Required actions
1. Answer these questions using the article on innovation leadership myths:
(a) How many persistent myths about innovation leadership does the article say were identified?
(b) On how many continents were the global executives in the research?
(c) What is the title of the first myth?
2. Continue the article on innovation leadership myths from where it ends.

Excerpted passage

================

Co-authored with Professor Ric Roi
Innovation to fuel competitiveness continues to be the holy grail of business success, yet despite billions invested in corporate innovation labs, design thinking workshops, and R&D centres, most organizations struggle to see meaningful returns. The problem isn’t a lack of commitment—it’s a fundamental misunderstanding of what innovation leadership requires in today’s business environment.
Drawing from our research with global executives across six continents and numerous industries, we’ve identified why so many well-intentioned innovation efforts fall short. The culprit? Five persistent myths, held by management, about innovation leadership that need to be debunked before organizations can truly transform.
Myth 1: Innovation Is a Department
Look around most corporate headquarters and you’ll spot the “innovation space”—typically filled with colourful furniture, whiteboards covered in sticky notes, and teams isolated from core business operations. This physical and organizational separation reveals a deeper misunderstanding: innovation isn’t something you can delegate to a specialized creative team.

================

Extracted information

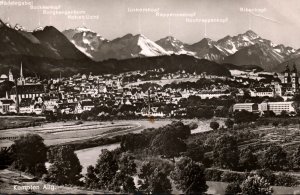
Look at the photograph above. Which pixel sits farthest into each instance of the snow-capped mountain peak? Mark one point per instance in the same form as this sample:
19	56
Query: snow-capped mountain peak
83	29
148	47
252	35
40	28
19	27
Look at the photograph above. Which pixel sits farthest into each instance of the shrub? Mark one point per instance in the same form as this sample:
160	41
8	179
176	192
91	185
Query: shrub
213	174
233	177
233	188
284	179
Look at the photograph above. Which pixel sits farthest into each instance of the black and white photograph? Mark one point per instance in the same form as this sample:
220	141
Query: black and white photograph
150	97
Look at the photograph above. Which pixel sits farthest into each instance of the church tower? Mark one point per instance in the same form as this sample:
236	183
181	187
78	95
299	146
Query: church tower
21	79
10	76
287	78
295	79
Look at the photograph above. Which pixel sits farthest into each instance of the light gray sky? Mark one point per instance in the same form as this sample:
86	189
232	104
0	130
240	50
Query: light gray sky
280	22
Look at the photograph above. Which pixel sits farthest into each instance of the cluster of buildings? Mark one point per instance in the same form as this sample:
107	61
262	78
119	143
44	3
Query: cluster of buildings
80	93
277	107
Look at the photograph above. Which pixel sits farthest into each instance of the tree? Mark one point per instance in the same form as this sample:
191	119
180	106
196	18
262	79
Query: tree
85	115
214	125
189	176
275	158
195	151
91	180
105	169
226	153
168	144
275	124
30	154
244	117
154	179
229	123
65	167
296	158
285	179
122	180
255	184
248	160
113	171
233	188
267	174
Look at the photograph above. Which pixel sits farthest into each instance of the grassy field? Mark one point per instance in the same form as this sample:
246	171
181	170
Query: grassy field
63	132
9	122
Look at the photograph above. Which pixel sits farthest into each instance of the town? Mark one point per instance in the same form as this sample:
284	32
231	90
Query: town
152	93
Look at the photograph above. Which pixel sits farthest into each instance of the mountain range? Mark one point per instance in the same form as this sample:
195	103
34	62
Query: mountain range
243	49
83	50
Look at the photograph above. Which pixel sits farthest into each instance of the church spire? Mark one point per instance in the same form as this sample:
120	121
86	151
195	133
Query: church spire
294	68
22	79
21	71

================

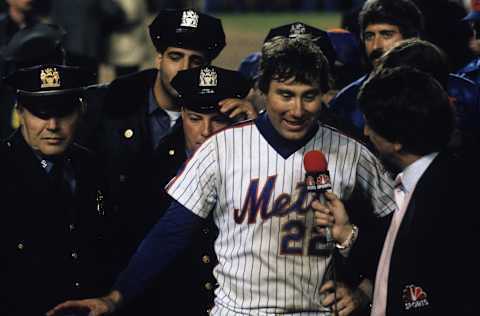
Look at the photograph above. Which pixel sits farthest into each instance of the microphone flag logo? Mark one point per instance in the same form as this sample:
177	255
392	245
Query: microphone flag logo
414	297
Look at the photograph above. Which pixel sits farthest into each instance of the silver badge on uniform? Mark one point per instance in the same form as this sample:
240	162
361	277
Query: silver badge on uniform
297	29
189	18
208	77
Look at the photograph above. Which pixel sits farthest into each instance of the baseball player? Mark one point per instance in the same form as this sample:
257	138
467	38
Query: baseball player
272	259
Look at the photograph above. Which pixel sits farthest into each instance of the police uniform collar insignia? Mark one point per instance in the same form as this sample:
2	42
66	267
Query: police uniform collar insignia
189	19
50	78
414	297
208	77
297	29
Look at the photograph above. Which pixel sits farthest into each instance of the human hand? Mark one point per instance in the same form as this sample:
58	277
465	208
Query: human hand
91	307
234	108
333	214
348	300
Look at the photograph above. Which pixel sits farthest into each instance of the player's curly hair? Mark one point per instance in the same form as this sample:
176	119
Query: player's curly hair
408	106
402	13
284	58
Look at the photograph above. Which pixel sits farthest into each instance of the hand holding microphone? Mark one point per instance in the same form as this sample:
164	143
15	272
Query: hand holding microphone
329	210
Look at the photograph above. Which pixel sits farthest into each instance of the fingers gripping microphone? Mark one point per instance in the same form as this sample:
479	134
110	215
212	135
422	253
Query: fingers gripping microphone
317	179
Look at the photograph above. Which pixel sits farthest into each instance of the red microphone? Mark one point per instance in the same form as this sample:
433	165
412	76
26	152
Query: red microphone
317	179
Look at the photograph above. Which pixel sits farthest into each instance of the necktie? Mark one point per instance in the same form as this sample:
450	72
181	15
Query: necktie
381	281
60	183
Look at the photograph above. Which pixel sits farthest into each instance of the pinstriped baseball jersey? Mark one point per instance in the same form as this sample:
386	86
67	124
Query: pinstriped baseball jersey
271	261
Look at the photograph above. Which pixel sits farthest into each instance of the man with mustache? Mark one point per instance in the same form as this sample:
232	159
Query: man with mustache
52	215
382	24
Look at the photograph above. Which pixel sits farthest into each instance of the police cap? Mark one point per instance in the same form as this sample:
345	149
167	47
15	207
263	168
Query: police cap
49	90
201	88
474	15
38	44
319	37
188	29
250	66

================

Numbered answers
1.
(a) Five
(b) Six
(c) Innovation Is a Department

2.
Organizations that consistently innovate, like Haier, Mitsubishi, and Mastercard, don’t treat innovation as a siloed function. Instead, they’ve woven it into their organizational DNA. At Haier, the company operates as a network of 4,000+ micro-enterprises, each empowered to identify and pursue market opportunities. Mastercard has restructured into cross-functional teams with autonomy to test and learn rapidly, making innovation everyone’s responsibility rather than a specialized function. Mitsubishi Group expects each of the 27 operating companies to generate business model innovations that will ensure each unit remains future ready and resilient. Each year the leaders of each these operating companies work through a rigorous process to decide whether to re-invest, or wind-down, innovations based on two criteria – the ability to scale and expectations on profitability.
Leadership imperative: Stop asking, “How do we strengthen our innovation department?” and start asking “How do we rewire our entire organization for continuous innovation?”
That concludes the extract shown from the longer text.